> What to work on
Nothing but the lines from the one including "Where can you see the blurred" through the last line of the entries, restated exactly, should appear in the answer; omit the pictures.

> Data excerpts
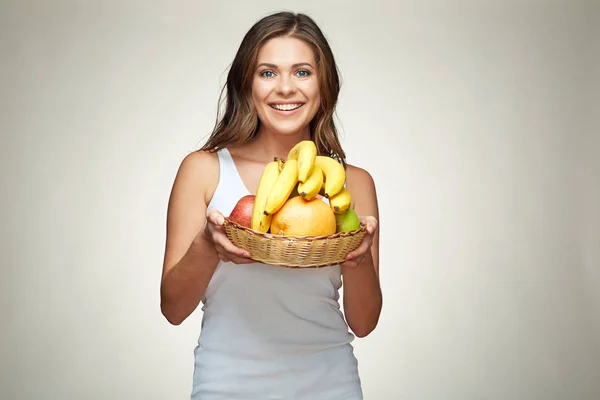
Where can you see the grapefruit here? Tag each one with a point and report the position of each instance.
(300, 217)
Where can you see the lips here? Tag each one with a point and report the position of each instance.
(286, 106)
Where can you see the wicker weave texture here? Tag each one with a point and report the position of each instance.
(294, 251)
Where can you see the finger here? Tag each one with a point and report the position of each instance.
(370, 223)
(226, 246)
(242, 260)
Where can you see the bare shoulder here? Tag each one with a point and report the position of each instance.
(357, 176)
(199, 172)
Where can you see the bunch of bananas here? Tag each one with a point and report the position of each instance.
(302, 173)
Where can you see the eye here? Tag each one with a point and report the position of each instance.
(267, 74)
(303, 73)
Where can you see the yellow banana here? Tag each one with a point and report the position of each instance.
(310, 188)
(281, 190)
(305, 152)
(259, 221)
(341, 201)
(334, 174)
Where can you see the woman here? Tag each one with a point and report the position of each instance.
(268, 332)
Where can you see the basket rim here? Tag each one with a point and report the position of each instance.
(354, 232)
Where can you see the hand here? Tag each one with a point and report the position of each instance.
(357, 256)
(215, 234)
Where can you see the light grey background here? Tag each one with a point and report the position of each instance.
(478, 120)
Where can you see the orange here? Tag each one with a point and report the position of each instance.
(299, 217)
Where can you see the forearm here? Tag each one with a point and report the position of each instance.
(362, 297)
(184, 286)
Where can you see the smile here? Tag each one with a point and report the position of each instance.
(286, 107)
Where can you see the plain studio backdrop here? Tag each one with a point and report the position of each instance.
(475, 119)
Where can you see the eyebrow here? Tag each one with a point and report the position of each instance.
(302, 64)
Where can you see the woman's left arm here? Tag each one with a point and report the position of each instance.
(362, 290)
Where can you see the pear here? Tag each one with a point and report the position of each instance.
(347, 221)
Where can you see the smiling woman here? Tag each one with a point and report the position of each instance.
(285, 92)
(269, 332)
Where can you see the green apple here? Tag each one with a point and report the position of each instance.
(347, 221)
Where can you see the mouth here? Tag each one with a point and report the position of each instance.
(286, 106)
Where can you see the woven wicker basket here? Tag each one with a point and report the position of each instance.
(294, 251)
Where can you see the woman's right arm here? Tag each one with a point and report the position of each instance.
(191, 255)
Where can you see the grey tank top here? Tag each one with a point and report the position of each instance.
(270, 332)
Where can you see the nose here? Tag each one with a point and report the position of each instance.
(286, 85)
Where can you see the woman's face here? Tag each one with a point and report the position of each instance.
(285, 86)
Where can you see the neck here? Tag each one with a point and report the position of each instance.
(270, 144)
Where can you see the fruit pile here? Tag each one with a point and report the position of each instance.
(289, 199)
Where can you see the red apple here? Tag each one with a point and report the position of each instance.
(242, 212)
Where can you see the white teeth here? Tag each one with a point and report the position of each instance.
(286, 107)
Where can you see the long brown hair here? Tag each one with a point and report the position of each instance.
(239, 123)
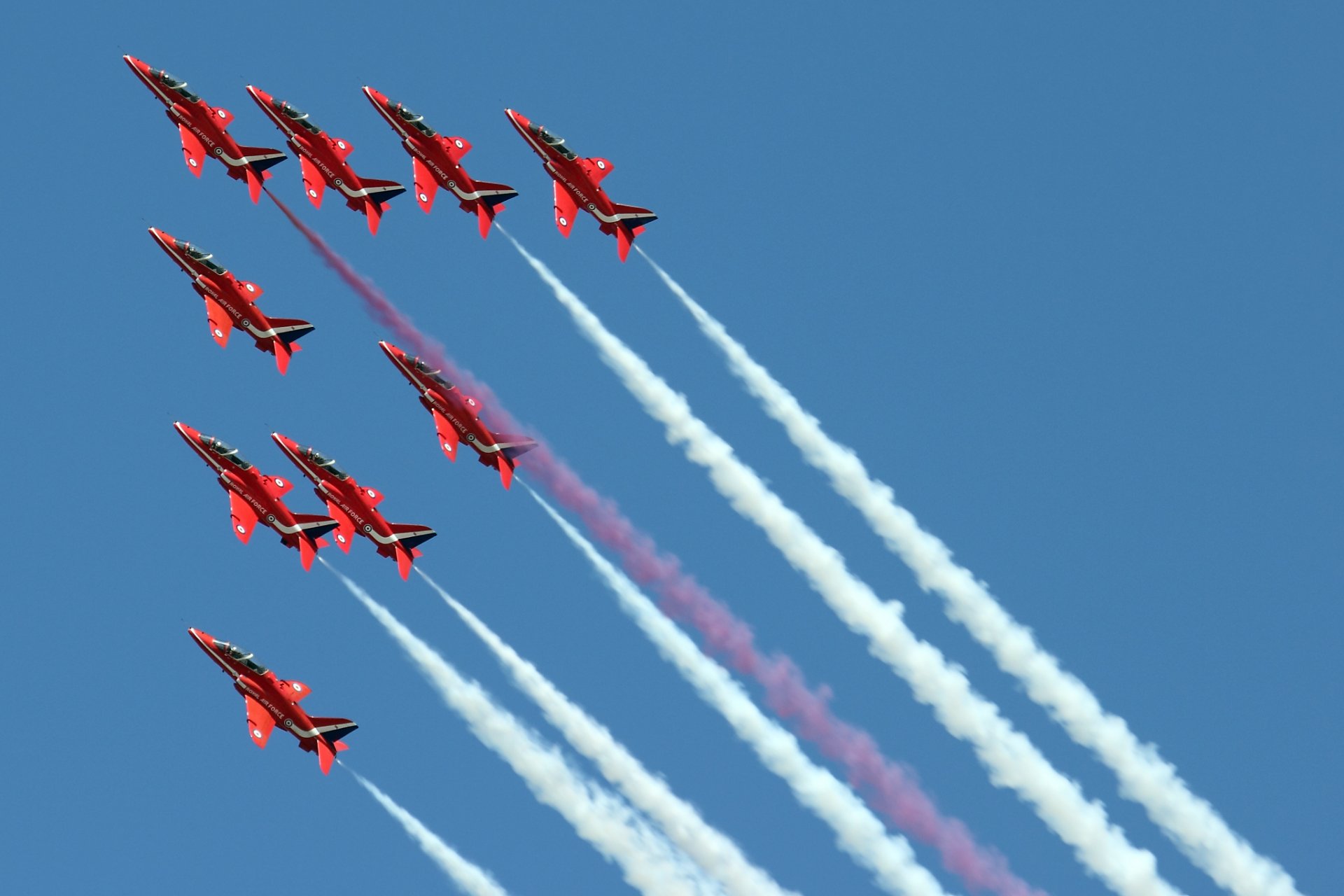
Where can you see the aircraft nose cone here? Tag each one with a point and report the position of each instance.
(186, 431)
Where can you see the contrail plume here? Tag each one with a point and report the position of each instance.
(1011, 760)
(647, 860)
(1191, 822)
(470, 879)
(885, 785)
(858, 832)
(648, 793)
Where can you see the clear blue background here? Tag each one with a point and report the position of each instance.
(1068, 279)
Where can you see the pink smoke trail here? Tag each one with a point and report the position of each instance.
(888, 786)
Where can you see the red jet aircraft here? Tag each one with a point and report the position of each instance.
(577, 184)
(253, 496)
(454, 414)
(324, 163)
(204, 127)
(437, 163)
(353, 505)
(229, 302)
(270, 700)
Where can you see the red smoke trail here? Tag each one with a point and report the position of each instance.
(889, 788)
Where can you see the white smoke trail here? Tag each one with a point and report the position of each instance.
(648, 862)
(858, 832)
(1191, 822)
(1011, 760)
(470, 879)
(706, 846)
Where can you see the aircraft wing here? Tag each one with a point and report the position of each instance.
(425, 184)
(314, 183)
(565, 209)
(260, 723)
(277, 486)
(220, 326)
(296, 691)
(447, 435)
(191, 149)
(244, 517)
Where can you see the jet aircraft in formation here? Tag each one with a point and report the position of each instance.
(323, 160)
(436, 162)
(456, 416)
(202, 125)
(254, 496)
(577, 183)
(273, 700)
(230, 301)
(353, 505)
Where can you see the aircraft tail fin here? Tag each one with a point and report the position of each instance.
(514, 447)
(381, 191)
(312, 527)
(290, 330)
(495, 194)
(632, 222)
(262, 158)
(412, 535)
(635, 216)
(332, 729)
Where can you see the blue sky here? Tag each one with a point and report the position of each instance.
(1066, 279)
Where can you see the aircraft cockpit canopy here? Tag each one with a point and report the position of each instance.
(226, 451)
(553, 141)
(430, 372)
(201, 255)
(298, 115)
(176, 85)
(241, 656)
(326, 463)
(414, 120)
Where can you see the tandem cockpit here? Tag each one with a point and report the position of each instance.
(430, 372)
(226, 451)
(176, 85)
(200, 254)
(296, 115)
(412, 118)
(237, 653)
(553, 141)
(326, 463)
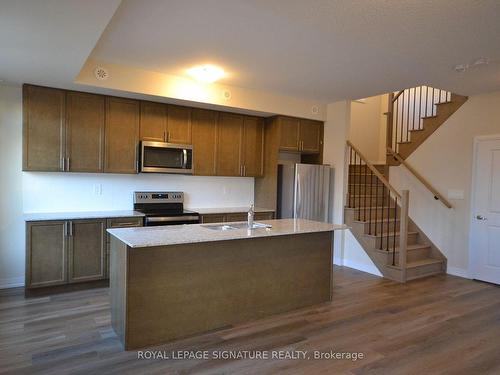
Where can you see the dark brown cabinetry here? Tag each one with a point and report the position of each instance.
(234, 216)
(46, 254)
(162, 123)
(122, 135)
(204, 126)
(300, 135)
(253, 147)
(179, 125)
(229, 141)
(86, 250)
(70, 251)
(153, 122)
(43, 129)
(84, 132)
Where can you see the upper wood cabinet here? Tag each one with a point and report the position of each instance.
(85, 117)
(253, 147)
(310, 136)
(122, 135)
(43, 128)
(300, 135)
(153, 122)
(86, 250)
(162, 123)
(229, 145)
(289, 133)
(179, 125)
(204, 126)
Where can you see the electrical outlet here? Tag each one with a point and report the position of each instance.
(97, 189)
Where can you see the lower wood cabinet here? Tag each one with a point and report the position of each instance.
(69, 251)
(86, 250)
(46, 254)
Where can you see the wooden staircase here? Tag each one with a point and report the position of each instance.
(374, 214)
(414, 114)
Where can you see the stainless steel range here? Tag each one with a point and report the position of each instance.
(164, 208)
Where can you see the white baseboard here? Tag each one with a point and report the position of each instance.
(458, 272)
(12, 282)
(362, 267)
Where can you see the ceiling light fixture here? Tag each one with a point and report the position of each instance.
(206, 73)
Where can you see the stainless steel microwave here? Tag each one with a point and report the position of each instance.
(160, 157)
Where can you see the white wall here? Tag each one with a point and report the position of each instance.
(347, 250)
(51, 192)
(368, 127)
(11, 201)
(445, 160)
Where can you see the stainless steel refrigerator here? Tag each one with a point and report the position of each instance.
(305, 191)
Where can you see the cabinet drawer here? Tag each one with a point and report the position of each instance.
(212, 218)
(264, 216)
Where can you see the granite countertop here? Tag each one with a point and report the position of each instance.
(193, 233)
(227, 210)
(40, 216)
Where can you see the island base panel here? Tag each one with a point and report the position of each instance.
(170, 292)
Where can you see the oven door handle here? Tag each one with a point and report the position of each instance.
(167, 219)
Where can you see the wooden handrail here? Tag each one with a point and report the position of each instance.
(375, 170)
(397, 96)
(420, 178)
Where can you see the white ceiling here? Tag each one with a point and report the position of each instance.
(48, 41)
(317, 49)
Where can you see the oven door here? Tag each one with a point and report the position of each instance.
(160, 157)
(154, 221)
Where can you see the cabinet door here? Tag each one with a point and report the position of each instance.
(289, 134)
(179, 125)
(43, 128)
(253, 147)
(153, 122)
(122, 135)
(204, 123)
(229, 138)
(84, 132)
(46, 254)
(310, 133)
(87, 250)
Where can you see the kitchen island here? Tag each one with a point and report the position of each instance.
(175, 281)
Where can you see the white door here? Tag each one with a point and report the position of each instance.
(485, 231)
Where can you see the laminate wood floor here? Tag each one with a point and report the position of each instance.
(439, 325)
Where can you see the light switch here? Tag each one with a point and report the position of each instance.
(456, 194)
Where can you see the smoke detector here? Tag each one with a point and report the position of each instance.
(101, 74)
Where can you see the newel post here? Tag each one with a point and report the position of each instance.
(389, 120)
(403, 232)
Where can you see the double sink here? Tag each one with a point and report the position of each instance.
(232, 226)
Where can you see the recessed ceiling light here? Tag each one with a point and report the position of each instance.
(206, 73)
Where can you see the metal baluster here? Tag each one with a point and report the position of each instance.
(376, 206)
(371, 202)
(394, 231)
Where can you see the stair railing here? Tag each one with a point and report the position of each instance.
(407, 110)
(379, 204)
(419, 177)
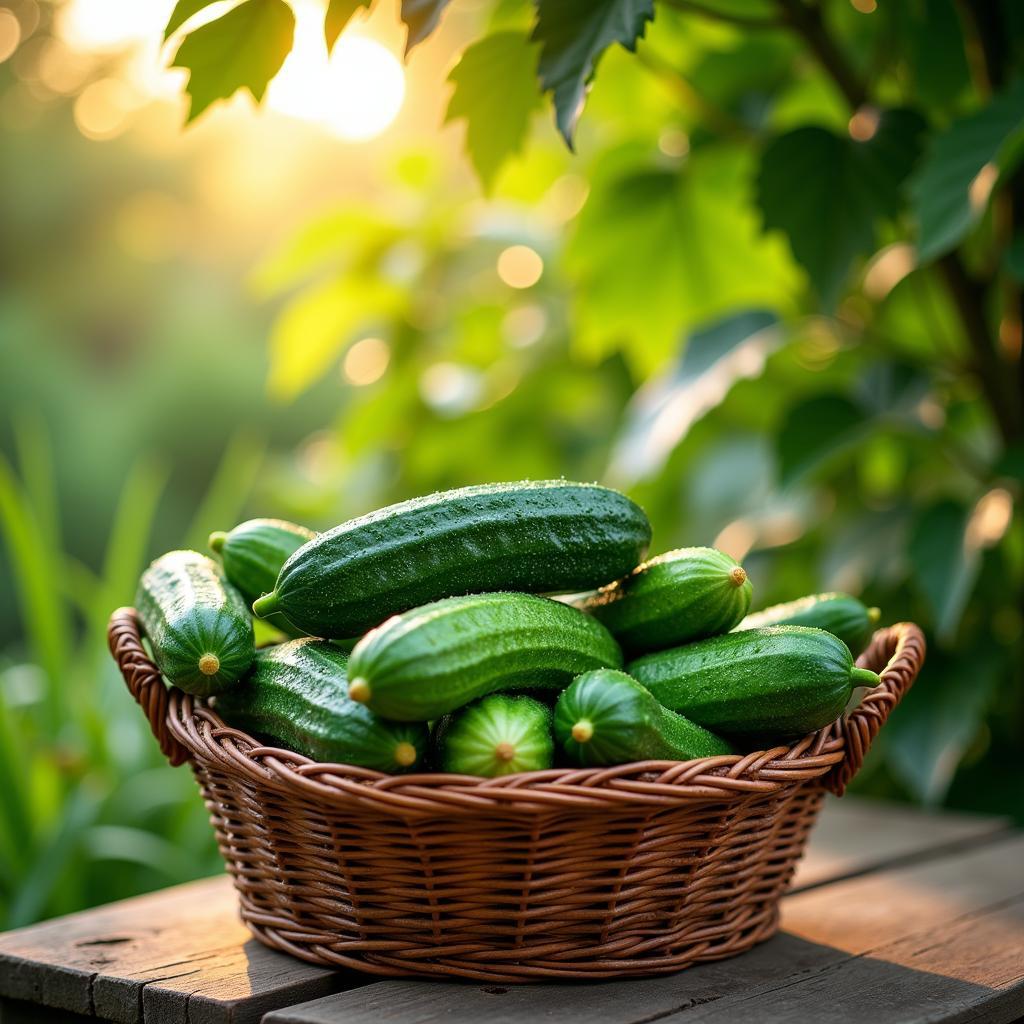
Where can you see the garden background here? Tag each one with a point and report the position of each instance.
(774, 294)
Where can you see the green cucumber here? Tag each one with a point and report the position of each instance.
(253, 553)
(430, 660)
(777, 682)
(500, 734)
(840, 614)
(198, 624)
(683, 595)
(296, 697)
(543, 537)
(607, 718)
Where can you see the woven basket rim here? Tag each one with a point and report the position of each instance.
(189, 729)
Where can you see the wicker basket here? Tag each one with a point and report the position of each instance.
(643, 868)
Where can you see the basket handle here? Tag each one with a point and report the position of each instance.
(901, 649)
(143, 680)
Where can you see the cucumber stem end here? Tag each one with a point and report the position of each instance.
(209, 665)
(358, 689)
(583, 731)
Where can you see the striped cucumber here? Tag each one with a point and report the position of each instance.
(777, 682)
(296, 697)
(840, 614)
(677, 597)
(198, 624)
(607, 718)
(500, 734)
(253, 554)
(544, 537)
(428, 662)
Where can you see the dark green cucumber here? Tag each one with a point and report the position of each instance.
(545, 537)
(607, 718)
(677, 597)
(840, 614)
(500, 734)
(428, 662)
(773, 683)
(253, 553)
(198, 624)
(296, 696)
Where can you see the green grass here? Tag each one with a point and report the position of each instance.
(90, 810)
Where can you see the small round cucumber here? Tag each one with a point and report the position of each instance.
(677, 597)
(607, 718)
(253, 554)
(296, 697)
(840, 614)
(541, 537)
(428, 662)
(774, 683)
(500, 734)
(198, 624)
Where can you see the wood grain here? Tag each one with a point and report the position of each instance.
(884, 920)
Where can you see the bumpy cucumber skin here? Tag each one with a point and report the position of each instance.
(500, 734)
(773, 683)
(296, 697)
(187, 609)
(840, 614)
(431, 660)
(683, 595)
(253, 554)
(627, 723)
(543, 537)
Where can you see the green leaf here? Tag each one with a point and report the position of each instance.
(947, 203)
(183, 9)
(339, 13)
(814, 431)
(496, 93)
(244, 49)
(657, 253)
(421, 17)
(663, 411)
(943, 563)
(827, 192)
(572, 35)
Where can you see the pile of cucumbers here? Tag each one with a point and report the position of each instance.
(425, 636)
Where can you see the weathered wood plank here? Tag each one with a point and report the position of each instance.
(854, 836)
(186, 943)
(892, 913)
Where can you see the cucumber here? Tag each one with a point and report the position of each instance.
(252, 555)
(428, 662)
(840, 614)
(198, 624)
(677, 597)
(500, 734)
(607, 718)
(542, 537)
(296, 697)
(773, 683)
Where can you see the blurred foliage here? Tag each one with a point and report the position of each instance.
(774, 293)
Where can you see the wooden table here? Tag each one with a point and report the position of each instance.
(895, 915)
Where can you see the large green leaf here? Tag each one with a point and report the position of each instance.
(339, 13)
(244, 49)
(944, 203)
(943, 563)
(572, 35)
(421, 17)
(184, 9)
(827, 193)
(814, 431)
(495, 92)
(659, 252)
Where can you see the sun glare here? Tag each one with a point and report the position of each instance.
(357, 93)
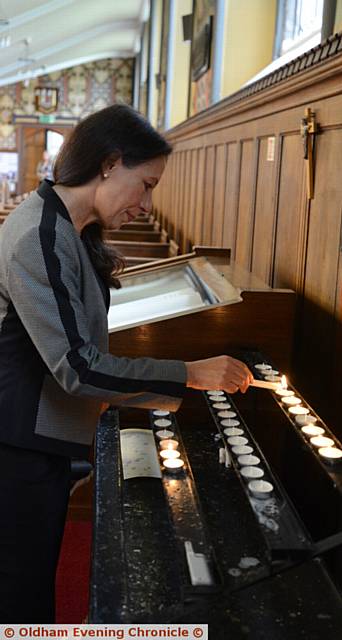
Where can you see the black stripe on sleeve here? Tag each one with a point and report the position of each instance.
(47, 234)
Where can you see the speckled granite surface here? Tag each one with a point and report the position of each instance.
(138, 568)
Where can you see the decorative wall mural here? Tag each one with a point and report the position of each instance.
(81, 91)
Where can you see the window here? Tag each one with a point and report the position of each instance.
(9, 168)
(54, 140)
(299, 21)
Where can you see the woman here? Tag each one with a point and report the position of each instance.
(55, 369)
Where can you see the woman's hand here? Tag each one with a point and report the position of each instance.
(222, 372)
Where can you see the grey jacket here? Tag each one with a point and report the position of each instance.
(55, 369)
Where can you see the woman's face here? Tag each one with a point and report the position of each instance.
(125, 193)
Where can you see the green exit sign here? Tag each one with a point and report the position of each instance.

> Task response
Where can you see the blurred foliage here? Tag each one with a point and report the position of each instance.
(774, 293)
Where can you see the wooden table here? Tag each one with a point and report the position of each instance.
(895, 915)
Where can you see the large green leaf here? Tag each one with a point and report the position of each instance.
(339, 13)
(244, 49)
(944, 203)
(943, 563)
(572, 35)
(421, 17)
(184, 9)
(827, 193)
(814, 431)
(495, 92)
(659, 252)
Where can you see the sun glare here? Tag each one with a point and report the position of each instance.
(357, 93)
Where can you see the black stripe on sleeve here? Tag each one with a point and report the position of each instance.
(47, 234)
Where can you see the speckled granite surface here? Tag each one with a point and report the position of each instance.
(138, 568)
Where can you see the decorative wall mural here? Tag each one with a point and report the position of each instance.
(81, 91)
Where can you see the window here? Tag each one with a point and report the position of each instance.
(9, 168)
(54, 140)
(299, 21)
Where can you see the woman here? Tag each one with a point and report the position of each instance.
(55, 369)
Where can you see the woman's hand here? Tag each one with a point and report the position of each instance.
(222, 372)
Where can you see the grey jacket here? Tag each one with a point and report the position of each instance.
(55, 369)
Where can you see the woman's face here? Tag each one with a point and report the position of each instance.
(125, 193)
Where can you see the green exit sign here? Tag each one with a point and report the position of each instance.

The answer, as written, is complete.